Answering service accounts:
- are small but complex;
- require timely and critical decision-making; and
- involve additional steps beyond simple information gathering.
An answering service provides a sequential emergency message delivery protocol. The demands on telephone service representatives (TSRs) are intense: there is constant decision-making within a fast-moving framework. The TSR must demonstrate superb one-on-one personal communication expertise including the ability to understand a wide-ranging array of cultural subtleties with any given vertical market. A solid command of the English language, both spoken and written, is essential and that means answering service calls must be processed within the United States. And, artificial intelligence is not used under any circumstances.
Call center accounts require an information-gathering protocol which is:
- pre-determined and straight-forward;
- never urgent; and
- information delivery is fast, automated, and requires little decision-making.
This is why many call centers can get away with using overseas representatives….
Answering Your Calls: “Is this an emergency?”
The answering service caller must be handled with concern and empathy by a TSR who must have a firm grasp of their responsibilities to the client and who understands the subtleties of that particular industry. For instance, visualize a panicked mother who calls late at night to reach her doctor to see what to do about her sick infant. Consider a grocery store manager who phones their HVAC company to report a large freezer unit is down, with the potential loss of a huge investment in frozen goods within a matter of hours. Or imagine the emotional plight of an elderly woman calling a funeral home in the middle of the night to say her husband of fifty years has just passed away. So, the TSR must handle every caller with finesse and empathy, be responsible for accurate decision-making under pressure, make critical gray area decisions, and then deliver the information quickly and accurately.
“Do you want that in Pink or Blue?”

→ Aim 1: Count the rows below that contain the string "frame", treating uppercase and lowercase as different, and reply with the number alone.

→ Given information:
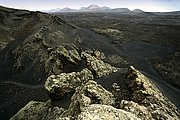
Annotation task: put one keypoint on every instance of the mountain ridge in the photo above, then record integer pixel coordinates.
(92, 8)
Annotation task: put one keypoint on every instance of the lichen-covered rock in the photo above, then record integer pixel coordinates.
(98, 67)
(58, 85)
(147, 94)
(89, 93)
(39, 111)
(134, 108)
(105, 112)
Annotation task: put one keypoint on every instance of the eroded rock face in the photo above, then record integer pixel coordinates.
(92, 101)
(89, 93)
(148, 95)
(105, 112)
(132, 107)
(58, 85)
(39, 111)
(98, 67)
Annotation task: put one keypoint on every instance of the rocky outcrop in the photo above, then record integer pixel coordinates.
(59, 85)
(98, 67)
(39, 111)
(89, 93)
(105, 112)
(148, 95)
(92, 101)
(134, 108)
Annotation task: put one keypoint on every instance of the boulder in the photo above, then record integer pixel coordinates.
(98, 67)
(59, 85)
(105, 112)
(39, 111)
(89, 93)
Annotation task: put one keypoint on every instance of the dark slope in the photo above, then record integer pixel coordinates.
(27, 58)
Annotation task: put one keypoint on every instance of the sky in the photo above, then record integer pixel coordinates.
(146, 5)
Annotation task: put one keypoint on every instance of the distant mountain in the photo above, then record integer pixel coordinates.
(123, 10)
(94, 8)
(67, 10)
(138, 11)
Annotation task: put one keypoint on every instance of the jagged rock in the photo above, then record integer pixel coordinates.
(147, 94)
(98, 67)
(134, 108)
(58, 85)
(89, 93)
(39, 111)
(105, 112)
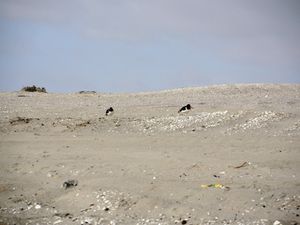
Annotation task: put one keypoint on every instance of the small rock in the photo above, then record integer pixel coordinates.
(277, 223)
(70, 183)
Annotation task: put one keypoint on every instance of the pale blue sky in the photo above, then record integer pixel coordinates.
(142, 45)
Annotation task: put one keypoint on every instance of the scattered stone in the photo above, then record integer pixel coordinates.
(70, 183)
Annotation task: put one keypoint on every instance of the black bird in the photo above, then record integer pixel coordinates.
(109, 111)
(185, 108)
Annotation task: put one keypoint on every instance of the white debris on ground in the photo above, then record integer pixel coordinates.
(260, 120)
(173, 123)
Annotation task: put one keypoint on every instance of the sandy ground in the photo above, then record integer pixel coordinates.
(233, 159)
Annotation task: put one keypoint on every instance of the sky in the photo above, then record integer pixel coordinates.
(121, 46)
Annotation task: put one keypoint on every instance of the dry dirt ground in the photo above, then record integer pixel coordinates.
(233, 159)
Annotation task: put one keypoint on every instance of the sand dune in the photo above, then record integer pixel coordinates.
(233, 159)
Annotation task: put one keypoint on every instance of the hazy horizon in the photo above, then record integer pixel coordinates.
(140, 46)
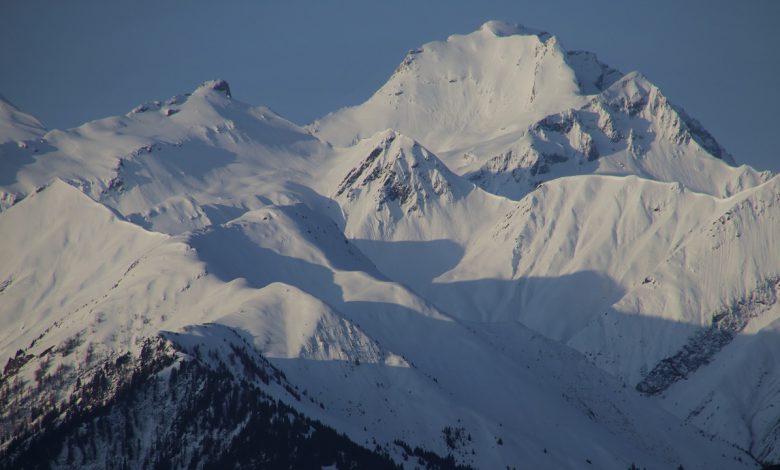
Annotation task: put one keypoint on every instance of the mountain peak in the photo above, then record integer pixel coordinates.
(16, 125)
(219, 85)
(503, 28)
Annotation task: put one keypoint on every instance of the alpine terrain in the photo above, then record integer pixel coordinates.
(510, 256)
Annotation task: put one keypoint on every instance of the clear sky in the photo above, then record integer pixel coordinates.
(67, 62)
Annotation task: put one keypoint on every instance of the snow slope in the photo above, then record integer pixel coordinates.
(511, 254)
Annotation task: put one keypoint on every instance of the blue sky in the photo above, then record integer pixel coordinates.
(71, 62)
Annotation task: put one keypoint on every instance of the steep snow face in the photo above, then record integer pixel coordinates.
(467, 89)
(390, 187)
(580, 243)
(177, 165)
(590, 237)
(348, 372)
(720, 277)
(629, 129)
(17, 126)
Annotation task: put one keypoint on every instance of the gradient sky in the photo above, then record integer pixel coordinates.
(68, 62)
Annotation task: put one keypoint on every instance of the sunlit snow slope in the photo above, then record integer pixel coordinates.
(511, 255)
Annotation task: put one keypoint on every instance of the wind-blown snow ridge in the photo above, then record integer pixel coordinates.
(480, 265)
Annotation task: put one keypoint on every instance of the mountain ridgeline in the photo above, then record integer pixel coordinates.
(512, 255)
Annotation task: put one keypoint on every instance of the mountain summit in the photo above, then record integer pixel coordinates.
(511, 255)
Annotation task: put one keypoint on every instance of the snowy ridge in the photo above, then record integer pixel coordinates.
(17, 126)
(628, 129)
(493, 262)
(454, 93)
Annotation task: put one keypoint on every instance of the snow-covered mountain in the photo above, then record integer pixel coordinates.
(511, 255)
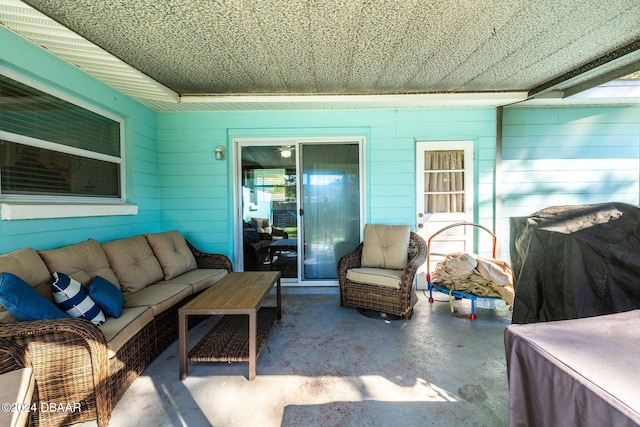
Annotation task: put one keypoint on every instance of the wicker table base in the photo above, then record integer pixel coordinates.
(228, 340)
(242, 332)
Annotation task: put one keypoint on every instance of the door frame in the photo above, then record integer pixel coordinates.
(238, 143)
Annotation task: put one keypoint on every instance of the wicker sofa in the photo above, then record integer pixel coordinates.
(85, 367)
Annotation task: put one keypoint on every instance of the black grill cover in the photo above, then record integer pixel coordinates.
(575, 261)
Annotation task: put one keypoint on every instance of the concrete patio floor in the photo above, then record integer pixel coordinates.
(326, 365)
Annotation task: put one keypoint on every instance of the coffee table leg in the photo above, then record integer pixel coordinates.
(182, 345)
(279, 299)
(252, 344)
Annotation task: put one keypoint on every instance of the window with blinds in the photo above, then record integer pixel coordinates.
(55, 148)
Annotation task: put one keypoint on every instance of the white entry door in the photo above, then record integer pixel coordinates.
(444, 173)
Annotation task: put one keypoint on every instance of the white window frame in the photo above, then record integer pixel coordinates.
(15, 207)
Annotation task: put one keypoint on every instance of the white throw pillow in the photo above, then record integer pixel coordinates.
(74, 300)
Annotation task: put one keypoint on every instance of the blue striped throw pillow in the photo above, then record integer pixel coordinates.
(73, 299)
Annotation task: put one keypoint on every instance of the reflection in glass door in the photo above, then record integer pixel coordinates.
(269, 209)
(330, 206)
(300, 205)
--
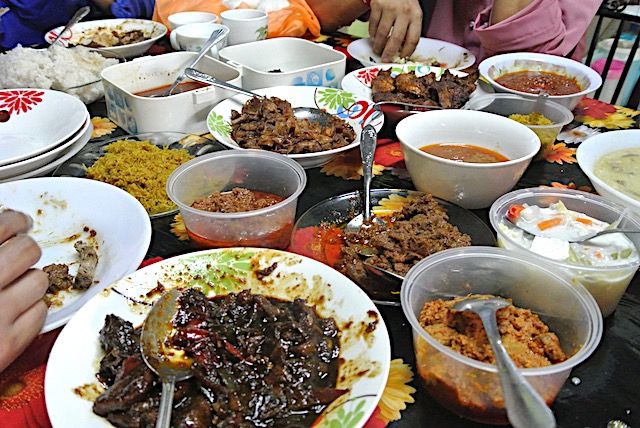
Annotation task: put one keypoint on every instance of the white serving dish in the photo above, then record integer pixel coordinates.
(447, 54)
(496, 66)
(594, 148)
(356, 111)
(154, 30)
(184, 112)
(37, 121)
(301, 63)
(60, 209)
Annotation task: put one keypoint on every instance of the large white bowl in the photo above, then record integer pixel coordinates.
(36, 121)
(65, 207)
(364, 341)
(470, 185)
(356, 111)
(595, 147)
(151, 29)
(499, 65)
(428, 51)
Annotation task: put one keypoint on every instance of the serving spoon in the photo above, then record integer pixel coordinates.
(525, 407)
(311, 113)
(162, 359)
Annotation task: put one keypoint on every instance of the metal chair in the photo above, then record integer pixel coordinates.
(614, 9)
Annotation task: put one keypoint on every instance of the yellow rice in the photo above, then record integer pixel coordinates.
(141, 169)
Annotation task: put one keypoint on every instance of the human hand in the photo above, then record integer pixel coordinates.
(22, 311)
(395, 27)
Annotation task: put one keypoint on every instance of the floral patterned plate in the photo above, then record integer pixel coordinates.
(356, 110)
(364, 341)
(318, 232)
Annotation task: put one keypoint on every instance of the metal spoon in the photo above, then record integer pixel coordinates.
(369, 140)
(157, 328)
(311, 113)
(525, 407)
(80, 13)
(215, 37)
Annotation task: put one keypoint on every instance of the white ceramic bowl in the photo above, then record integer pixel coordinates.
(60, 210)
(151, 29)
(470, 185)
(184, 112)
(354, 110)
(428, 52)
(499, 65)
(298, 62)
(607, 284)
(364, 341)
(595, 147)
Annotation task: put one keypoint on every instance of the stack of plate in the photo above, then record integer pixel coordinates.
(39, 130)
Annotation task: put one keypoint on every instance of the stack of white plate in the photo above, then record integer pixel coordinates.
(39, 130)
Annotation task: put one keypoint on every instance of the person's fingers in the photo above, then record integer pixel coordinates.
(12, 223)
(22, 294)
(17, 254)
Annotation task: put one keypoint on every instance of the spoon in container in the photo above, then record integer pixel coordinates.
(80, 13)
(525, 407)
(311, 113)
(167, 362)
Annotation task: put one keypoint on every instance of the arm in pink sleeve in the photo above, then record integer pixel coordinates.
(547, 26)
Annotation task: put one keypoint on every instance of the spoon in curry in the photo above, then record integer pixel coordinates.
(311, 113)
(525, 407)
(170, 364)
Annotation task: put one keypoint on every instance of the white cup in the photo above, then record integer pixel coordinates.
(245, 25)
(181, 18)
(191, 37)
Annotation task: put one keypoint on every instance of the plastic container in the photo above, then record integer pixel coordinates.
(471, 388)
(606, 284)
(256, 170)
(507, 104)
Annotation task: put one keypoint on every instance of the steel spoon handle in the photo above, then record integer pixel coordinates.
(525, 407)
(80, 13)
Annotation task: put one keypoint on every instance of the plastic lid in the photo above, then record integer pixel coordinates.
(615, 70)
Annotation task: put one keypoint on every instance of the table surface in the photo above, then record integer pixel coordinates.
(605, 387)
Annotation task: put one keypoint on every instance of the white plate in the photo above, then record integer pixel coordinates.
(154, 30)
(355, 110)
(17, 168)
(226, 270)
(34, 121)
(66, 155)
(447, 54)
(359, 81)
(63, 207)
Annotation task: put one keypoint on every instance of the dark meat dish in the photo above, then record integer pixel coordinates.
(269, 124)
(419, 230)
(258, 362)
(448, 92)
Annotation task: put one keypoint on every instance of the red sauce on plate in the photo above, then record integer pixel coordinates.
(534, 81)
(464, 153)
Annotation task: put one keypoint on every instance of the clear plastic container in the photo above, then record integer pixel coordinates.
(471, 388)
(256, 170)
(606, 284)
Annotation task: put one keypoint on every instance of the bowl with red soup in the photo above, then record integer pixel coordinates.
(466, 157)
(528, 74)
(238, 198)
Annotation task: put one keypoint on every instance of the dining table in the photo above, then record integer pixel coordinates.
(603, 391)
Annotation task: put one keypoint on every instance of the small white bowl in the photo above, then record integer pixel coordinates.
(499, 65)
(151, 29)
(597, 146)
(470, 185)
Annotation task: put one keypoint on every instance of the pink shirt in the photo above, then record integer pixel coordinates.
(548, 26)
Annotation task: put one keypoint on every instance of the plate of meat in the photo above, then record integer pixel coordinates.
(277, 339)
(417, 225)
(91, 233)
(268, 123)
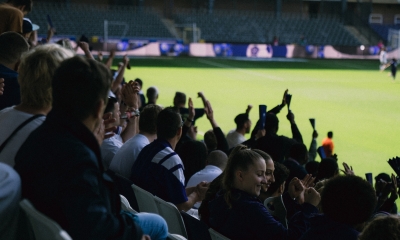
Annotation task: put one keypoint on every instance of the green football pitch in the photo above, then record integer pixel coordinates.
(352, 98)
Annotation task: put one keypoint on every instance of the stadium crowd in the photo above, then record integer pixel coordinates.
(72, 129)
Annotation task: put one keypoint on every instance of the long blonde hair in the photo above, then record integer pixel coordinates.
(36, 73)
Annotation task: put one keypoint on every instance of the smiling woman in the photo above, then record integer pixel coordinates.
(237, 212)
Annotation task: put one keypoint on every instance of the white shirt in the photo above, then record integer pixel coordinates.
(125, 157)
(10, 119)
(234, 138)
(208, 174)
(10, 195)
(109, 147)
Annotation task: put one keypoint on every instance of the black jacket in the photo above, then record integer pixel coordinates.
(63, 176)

→ Aim 2: Extend the text above on answering services versus call centers, picking up right after its final line.

→ Reply 1: 2

→ Reply 2:
The call center transaction requires information gathering where the representative (agent) taking the call (or making the call) simply asks prearranged questions of the target individual. The processing of calls is “scripted.” In other words, the question/answer protocol between the call center agent and the caller is guided step-by-step so that each information input from the caller leads directly to another scripted question from the agent. Typical call center activity includes taking subscriptions for magazines, recording orders from a catalog, or customer service-related “outbound” calls to gather post-purchase information from a customer.
Typically, the call center agent represents just a few accounts, processing the same information over and over. The answering service TSR handles calls from a pool of hundreds or even thousands of accounts, each of which offers a unique challenge. At Centratel, we handle approximately 1,300 answering service accounts and every one of our TSRs must be able to process calls from any one of these accounts. Due to our intensely system-driven protocols, Centratel’s accuracy rate is superb, truly the highest quality found in any answering service in the United States: Our most recent Customer Reported Error Rate (July through September, 2024) was 1 customer-reported error for every 6,077 message transactions processed.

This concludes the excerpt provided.